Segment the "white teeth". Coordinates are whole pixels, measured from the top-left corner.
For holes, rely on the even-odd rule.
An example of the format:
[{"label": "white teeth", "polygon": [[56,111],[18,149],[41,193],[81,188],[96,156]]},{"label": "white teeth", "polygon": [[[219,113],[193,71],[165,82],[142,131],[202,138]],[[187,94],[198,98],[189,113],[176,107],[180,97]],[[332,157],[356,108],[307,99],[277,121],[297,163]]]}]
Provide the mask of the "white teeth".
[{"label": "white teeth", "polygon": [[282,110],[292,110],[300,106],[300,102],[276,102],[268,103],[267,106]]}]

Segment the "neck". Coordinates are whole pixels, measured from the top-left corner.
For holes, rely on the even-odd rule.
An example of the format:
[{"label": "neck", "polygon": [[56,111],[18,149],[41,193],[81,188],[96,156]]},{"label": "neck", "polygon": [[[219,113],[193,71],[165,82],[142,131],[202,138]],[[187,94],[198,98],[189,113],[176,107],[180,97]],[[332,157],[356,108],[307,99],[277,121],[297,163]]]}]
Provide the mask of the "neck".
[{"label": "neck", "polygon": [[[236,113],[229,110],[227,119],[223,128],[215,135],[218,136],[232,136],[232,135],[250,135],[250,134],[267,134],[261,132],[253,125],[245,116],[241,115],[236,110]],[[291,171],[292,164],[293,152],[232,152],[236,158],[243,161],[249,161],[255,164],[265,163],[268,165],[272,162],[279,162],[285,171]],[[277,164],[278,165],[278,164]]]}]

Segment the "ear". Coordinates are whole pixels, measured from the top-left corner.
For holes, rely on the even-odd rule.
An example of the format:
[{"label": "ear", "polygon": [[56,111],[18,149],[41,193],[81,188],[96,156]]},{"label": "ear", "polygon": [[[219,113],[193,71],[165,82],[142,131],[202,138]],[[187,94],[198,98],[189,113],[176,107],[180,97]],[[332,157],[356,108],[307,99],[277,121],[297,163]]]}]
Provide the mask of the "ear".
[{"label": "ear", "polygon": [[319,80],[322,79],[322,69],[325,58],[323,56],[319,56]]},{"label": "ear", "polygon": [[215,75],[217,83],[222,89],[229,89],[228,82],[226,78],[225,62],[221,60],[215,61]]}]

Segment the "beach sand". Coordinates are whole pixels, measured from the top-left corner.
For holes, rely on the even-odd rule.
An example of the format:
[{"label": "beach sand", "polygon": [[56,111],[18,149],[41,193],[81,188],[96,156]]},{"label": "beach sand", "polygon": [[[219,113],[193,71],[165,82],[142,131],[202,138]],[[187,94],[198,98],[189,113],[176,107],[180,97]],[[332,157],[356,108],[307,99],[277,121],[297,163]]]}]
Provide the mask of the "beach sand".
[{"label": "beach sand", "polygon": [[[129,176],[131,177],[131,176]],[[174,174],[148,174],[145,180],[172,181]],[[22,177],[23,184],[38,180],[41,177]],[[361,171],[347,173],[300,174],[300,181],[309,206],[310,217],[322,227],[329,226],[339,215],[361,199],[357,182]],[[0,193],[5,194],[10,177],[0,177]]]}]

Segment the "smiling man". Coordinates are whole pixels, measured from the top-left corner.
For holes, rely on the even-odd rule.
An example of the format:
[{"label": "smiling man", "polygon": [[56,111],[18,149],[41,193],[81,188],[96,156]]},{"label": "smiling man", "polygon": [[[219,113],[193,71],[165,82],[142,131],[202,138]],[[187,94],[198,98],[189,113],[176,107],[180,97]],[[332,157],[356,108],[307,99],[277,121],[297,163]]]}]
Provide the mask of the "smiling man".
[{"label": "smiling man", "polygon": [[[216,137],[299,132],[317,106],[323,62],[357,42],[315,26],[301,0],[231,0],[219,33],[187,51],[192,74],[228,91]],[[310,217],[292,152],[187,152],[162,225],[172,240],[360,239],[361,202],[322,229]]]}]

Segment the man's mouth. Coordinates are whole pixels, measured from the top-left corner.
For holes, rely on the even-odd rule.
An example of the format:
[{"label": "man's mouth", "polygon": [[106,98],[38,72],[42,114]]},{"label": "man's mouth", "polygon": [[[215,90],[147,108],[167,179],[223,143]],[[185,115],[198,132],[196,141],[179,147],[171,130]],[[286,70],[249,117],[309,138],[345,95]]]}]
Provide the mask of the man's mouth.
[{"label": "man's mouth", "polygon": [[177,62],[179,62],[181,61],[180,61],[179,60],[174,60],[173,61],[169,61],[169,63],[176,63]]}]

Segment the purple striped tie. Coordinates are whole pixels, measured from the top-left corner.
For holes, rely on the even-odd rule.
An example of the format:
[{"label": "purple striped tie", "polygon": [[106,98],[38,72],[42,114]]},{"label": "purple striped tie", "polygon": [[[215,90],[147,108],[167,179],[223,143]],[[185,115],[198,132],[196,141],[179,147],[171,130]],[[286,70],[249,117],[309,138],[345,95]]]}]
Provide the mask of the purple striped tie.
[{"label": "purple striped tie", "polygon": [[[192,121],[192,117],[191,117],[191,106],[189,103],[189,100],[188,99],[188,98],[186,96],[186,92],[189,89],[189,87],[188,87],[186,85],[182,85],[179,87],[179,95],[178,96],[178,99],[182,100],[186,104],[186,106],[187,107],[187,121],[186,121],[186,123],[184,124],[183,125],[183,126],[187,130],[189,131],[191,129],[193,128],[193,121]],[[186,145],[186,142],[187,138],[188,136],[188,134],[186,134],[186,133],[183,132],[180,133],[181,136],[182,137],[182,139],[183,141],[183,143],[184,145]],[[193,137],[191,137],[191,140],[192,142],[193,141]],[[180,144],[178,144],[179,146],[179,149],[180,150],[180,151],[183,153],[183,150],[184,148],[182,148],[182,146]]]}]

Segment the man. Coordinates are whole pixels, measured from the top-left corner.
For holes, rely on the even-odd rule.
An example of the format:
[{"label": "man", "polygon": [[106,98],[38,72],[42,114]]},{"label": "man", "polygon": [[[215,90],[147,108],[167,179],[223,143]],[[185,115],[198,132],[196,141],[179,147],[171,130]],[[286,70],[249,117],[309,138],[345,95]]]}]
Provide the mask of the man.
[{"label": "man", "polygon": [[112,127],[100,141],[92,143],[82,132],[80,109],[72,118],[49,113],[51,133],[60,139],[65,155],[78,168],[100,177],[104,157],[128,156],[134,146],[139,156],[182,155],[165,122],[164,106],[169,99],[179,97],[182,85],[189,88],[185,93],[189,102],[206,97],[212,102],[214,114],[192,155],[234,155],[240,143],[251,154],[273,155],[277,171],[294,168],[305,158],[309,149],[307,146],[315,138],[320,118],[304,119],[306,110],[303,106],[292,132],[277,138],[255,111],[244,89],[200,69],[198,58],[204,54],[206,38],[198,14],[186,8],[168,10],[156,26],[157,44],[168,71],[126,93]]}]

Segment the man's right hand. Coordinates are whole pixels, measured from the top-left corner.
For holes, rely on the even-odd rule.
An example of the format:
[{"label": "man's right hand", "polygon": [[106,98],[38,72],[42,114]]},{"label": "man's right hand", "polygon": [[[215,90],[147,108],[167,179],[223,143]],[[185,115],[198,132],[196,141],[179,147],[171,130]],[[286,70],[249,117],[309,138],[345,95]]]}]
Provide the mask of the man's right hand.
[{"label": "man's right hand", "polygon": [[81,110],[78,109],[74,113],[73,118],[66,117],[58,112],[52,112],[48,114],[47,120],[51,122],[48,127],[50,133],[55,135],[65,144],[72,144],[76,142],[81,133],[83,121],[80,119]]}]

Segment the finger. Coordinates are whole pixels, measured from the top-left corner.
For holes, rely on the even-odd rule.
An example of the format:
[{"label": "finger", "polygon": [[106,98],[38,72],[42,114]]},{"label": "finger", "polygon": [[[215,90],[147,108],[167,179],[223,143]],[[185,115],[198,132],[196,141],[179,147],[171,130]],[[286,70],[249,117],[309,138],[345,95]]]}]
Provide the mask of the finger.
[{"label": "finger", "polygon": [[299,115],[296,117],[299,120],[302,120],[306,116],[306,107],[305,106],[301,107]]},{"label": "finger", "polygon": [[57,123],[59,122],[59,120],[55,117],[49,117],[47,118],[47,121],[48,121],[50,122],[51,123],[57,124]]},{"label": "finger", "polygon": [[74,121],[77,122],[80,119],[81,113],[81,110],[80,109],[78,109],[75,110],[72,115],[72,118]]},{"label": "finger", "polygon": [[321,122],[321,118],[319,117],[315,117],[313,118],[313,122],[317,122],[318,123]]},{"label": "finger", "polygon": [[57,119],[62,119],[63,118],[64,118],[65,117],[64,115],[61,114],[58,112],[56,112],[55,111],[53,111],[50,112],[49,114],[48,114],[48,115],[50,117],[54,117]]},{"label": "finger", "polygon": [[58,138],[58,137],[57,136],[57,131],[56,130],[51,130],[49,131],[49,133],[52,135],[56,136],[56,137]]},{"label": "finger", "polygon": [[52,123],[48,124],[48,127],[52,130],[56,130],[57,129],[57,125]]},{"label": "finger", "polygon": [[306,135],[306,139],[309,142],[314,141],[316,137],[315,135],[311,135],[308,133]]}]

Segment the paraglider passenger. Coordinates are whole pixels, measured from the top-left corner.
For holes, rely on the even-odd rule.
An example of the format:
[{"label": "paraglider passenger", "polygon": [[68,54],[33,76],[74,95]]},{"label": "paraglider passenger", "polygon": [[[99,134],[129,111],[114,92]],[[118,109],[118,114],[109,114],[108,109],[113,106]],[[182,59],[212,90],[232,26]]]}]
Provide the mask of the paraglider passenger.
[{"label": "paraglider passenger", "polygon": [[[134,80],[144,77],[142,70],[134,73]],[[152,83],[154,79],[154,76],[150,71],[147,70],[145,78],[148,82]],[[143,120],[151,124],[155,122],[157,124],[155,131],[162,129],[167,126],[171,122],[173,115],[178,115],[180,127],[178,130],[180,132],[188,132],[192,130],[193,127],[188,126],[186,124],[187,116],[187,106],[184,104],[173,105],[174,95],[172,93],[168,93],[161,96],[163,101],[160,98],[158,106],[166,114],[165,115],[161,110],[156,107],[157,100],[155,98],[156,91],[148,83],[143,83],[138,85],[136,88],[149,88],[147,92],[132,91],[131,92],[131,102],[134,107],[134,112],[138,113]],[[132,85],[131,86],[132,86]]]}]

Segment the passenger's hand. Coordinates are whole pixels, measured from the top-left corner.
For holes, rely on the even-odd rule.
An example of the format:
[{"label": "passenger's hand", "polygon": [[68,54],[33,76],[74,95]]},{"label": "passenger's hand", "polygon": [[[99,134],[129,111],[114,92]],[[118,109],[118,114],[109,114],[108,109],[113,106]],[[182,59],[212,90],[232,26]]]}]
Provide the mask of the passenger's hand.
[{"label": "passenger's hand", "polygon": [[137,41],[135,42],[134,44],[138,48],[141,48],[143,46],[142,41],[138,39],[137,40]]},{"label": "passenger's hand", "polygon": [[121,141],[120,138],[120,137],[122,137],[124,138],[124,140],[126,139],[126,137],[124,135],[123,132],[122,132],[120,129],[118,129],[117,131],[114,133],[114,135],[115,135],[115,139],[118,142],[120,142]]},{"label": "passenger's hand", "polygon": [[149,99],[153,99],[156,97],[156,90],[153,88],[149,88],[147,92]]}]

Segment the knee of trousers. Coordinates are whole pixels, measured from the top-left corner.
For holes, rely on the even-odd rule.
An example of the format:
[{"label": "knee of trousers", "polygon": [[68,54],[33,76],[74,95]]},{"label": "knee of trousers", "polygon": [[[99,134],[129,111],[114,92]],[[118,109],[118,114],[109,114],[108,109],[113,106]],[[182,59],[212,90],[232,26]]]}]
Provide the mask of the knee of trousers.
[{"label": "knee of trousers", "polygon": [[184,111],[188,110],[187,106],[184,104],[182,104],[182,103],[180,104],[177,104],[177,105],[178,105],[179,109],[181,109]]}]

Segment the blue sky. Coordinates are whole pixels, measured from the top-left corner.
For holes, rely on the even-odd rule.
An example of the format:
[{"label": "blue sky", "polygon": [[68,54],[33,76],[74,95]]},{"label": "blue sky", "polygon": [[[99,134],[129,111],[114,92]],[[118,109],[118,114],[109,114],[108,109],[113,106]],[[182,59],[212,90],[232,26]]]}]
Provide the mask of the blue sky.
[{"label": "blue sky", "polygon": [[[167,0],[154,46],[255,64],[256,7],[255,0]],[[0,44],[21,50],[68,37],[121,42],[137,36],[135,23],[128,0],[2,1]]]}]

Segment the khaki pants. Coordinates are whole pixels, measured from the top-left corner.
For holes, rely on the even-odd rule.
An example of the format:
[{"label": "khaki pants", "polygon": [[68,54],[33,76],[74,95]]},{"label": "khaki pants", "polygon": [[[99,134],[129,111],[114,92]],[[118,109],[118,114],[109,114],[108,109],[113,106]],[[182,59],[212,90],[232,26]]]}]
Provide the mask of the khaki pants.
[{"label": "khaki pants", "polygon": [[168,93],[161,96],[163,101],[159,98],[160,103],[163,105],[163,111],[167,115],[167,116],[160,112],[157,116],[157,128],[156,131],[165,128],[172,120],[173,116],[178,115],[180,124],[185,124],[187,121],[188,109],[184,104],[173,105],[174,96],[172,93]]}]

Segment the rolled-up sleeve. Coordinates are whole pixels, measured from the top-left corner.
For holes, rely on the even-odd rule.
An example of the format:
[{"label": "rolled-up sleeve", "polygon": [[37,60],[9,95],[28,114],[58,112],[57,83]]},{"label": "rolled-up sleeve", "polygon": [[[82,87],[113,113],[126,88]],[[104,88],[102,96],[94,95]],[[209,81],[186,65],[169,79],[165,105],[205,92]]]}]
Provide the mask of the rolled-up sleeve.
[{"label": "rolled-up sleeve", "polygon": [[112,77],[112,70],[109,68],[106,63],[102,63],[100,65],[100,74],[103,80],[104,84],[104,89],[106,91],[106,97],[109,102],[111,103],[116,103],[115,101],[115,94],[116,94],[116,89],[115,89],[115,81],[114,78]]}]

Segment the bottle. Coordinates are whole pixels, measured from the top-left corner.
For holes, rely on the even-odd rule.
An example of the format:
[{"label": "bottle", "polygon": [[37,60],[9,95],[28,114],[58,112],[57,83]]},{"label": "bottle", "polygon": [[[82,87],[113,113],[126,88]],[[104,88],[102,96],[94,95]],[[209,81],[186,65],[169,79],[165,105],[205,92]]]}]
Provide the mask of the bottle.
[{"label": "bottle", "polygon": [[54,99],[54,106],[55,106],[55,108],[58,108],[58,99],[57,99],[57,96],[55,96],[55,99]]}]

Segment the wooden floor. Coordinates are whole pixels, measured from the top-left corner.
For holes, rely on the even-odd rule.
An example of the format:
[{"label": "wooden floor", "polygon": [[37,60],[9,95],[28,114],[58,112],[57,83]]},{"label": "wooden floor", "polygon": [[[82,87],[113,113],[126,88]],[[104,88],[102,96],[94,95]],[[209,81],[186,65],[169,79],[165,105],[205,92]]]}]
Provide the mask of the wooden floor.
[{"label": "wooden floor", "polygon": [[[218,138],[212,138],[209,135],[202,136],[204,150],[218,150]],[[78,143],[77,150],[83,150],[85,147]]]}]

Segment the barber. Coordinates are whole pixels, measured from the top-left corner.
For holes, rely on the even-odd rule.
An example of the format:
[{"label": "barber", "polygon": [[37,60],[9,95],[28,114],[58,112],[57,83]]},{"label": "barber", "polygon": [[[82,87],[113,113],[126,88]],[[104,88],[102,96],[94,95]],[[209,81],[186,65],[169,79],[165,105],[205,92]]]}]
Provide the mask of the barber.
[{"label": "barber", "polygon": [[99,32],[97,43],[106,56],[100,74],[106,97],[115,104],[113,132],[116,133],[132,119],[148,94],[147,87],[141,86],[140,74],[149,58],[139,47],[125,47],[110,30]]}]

◆ **WORK INSTRUCTIONS**
Could you write out everything from the line containing "Segment the wooden" down to the end of the rows, requests included, scaling every polygon vertex coordinate in the answers by 0.4 and rounding to whole numbers, with halves rounded up? Leave the numbers in the requests and their format samples unchanged.

◆ **ANSWER BELOW**
Segment the wooden floor. Coordinates are whole pixels, measured from the top-left corner.
For holes, rely on the even-odd rule.
An example of the format:
[{"label": "wooden floor", "polygon": [[37,60],[9,95],[28,114],[58,112],[57,83]]},{"label": "wooden floor", "polygon": [[[82,87],[113,113],[126,88]],[[104,88],[102,96],[94,95]],[[209,81],[186,65],[169,79],[165,105],[205,92]]]}]
Provide the mask of the wooden floor.
[{"label": "wooden floor", "polygon": [[[87,55],[85,55],[84,54],[81,54],[82,60],[87,60]],[[31,57],[31,60],[33,60],[34,59]]]}]

Segment the barber. Coordinates are whole pixels, measured from the top-left corner.
For holes, rely on the even-odd rule.
An example of the format:
[{"label": "barber", "polygon": [[37,60],[9,95],[28,114],[58,112],[57,83]]},{"label": "barber", "polygon": [[[82,87],[113,113],[126,88]],[[104,88],[102,96],[94,95]],[[209,81],[186,65],[169,79],[165,105],[205,92]]]}]
Provide the mask of the barber.
[{"label": "barber", "polygon": [[40,13],[39,17],[42,22],[40,30],[42,39],[46,42],[45,53],[46,53],[53,48],[59,38],[59,35],[56,34],[56,30],[60,23],[56,19],[50,19],[44,12]]}]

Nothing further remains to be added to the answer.